Directions for this task:
Pull out every line of the material below that contains the string "roof". Case matters, so uppercase and lowercase letters don't count as the same.

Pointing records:
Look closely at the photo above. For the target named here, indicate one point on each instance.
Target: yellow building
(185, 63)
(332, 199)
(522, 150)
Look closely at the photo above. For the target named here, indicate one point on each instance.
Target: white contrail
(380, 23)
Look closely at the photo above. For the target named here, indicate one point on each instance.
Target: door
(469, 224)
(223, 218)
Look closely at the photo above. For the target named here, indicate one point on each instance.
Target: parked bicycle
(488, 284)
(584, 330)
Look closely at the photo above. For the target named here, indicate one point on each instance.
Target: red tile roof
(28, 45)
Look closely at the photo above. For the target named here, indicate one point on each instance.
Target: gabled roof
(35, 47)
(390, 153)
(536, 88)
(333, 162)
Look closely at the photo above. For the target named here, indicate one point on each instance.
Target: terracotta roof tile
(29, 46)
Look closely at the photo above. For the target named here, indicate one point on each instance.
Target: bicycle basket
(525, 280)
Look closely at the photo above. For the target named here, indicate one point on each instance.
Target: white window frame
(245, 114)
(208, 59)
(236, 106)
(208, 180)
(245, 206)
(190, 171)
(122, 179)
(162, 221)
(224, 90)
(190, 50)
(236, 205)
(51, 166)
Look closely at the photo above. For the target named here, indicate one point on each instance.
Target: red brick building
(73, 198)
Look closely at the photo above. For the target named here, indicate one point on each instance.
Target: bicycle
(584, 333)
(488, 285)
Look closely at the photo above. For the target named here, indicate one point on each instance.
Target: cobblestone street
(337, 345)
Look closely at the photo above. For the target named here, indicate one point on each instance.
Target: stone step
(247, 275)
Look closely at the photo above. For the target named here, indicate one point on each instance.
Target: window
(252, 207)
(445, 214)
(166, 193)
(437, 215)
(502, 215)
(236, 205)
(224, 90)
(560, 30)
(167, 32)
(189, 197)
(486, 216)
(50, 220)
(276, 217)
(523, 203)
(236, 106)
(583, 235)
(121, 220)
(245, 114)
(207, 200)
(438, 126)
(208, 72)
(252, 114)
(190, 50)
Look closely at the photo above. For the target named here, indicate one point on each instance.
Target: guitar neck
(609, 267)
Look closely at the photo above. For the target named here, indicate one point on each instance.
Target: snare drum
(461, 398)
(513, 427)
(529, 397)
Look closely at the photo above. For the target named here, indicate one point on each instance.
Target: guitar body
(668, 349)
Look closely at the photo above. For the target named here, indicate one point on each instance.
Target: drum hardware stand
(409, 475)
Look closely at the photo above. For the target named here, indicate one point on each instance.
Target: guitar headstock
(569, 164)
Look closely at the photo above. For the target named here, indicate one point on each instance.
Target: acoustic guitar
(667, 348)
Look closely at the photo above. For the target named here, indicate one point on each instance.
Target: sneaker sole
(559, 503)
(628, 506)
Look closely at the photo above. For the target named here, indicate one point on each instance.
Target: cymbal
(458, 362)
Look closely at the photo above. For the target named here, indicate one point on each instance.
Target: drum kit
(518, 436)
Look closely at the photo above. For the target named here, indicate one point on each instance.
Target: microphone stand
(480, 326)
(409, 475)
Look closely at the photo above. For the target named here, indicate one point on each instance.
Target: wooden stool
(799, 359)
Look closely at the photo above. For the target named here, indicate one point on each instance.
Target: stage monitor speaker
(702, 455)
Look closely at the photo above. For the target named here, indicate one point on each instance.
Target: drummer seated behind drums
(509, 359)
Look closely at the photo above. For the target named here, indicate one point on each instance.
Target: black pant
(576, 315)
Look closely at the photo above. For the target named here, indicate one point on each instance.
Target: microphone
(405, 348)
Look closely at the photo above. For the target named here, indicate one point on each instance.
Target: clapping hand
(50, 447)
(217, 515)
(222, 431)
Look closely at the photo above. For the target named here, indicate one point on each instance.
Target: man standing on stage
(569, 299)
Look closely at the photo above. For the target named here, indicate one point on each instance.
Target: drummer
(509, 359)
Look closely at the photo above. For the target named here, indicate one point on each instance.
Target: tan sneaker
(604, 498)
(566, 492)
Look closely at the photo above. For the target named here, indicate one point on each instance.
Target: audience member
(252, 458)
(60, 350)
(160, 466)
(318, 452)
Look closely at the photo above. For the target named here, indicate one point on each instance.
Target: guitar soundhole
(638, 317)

==

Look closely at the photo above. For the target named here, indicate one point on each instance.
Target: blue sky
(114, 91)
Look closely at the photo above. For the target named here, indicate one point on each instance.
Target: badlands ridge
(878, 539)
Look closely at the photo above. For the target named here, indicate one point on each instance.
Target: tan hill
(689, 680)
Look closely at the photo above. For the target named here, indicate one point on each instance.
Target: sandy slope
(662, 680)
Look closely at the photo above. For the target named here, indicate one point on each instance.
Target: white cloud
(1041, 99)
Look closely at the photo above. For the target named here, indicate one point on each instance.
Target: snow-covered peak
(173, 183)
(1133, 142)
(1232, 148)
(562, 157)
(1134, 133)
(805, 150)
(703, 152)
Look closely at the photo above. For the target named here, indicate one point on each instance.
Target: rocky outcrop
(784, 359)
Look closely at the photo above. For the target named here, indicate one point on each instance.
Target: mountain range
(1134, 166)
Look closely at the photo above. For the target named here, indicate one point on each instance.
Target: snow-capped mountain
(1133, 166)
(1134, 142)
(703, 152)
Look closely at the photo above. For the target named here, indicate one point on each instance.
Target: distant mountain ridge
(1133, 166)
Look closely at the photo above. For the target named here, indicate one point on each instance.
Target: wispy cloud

Written solution:
Target: red tile roof
Target: gabled roof
Target: terracotta roof tile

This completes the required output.